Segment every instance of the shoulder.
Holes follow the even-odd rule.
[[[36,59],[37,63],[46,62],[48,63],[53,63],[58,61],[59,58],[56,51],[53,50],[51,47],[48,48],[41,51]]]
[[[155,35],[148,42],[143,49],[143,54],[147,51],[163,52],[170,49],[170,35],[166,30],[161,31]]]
______________________________
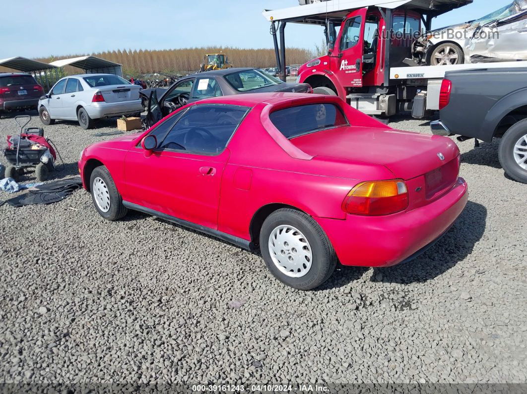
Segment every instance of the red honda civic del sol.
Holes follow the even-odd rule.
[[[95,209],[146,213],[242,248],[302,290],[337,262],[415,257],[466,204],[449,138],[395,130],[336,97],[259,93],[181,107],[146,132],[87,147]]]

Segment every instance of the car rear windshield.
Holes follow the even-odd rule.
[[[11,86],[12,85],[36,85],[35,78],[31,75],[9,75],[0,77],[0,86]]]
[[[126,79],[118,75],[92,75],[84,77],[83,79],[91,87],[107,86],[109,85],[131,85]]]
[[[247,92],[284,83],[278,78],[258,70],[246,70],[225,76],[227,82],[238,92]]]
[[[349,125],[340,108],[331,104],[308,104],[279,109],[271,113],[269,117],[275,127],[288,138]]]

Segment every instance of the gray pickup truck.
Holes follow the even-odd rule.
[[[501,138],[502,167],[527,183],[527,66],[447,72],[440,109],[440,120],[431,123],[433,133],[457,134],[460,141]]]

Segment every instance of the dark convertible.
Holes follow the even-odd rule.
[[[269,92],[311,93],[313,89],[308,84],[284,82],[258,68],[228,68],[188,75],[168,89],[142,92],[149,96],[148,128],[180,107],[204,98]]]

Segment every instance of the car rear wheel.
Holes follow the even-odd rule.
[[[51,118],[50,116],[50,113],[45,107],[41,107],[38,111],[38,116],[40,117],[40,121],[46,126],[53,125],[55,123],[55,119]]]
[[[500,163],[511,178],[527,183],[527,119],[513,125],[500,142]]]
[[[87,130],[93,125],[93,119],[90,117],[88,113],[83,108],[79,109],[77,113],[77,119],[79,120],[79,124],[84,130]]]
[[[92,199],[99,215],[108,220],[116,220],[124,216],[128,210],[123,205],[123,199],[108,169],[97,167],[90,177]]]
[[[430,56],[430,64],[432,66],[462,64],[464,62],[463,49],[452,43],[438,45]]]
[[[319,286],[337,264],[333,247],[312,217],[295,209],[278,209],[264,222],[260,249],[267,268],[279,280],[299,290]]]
______________________________
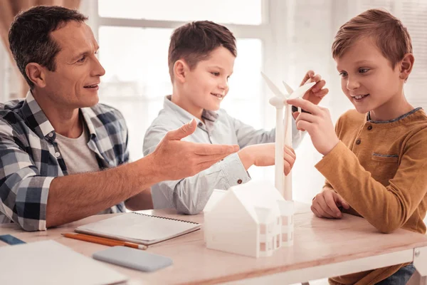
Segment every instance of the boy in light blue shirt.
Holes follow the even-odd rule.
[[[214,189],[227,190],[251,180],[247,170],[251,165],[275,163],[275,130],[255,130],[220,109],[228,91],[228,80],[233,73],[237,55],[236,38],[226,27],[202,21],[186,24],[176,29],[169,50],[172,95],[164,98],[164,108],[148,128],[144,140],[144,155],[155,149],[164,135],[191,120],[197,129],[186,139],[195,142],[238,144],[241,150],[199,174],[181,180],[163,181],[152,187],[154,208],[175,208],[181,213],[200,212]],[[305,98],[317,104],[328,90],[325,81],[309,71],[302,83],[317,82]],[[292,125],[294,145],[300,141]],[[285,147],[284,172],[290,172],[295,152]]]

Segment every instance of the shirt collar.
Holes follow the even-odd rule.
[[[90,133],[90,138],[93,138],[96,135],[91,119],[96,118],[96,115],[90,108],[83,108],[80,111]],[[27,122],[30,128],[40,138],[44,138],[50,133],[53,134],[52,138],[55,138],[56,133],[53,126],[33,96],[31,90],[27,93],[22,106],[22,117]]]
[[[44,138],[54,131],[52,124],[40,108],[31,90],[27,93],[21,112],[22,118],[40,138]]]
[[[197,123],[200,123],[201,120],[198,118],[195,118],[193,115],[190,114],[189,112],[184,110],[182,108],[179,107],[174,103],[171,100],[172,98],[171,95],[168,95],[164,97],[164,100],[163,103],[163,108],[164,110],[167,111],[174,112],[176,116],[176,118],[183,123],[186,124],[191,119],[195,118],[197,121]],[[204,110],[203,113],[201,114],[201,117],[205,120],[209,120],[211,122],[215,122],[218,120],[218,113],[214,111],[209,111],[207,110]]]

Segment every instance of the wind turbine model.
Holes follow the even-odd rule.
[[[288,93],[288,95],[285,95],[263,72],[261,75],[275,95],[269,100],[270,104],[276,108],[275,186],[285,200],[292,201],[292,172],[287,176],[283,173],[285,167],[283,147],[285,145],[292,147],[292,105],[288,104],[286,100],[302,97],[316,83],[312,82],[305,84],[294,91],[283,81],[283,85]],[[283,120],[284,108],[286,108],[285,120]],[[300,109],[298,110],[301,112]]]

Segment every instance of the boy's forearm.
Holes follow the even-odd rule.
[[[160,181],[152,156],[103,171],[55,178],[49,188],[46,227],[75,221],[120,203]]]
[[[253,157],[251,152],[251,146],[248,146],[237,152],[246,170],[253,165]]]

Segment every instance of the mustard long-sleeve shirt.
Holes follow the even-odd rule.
______________________________
Stated problem:
How many lines in the items above contain the word "Segment"? Case counts. Give only the number.

The completed task:
11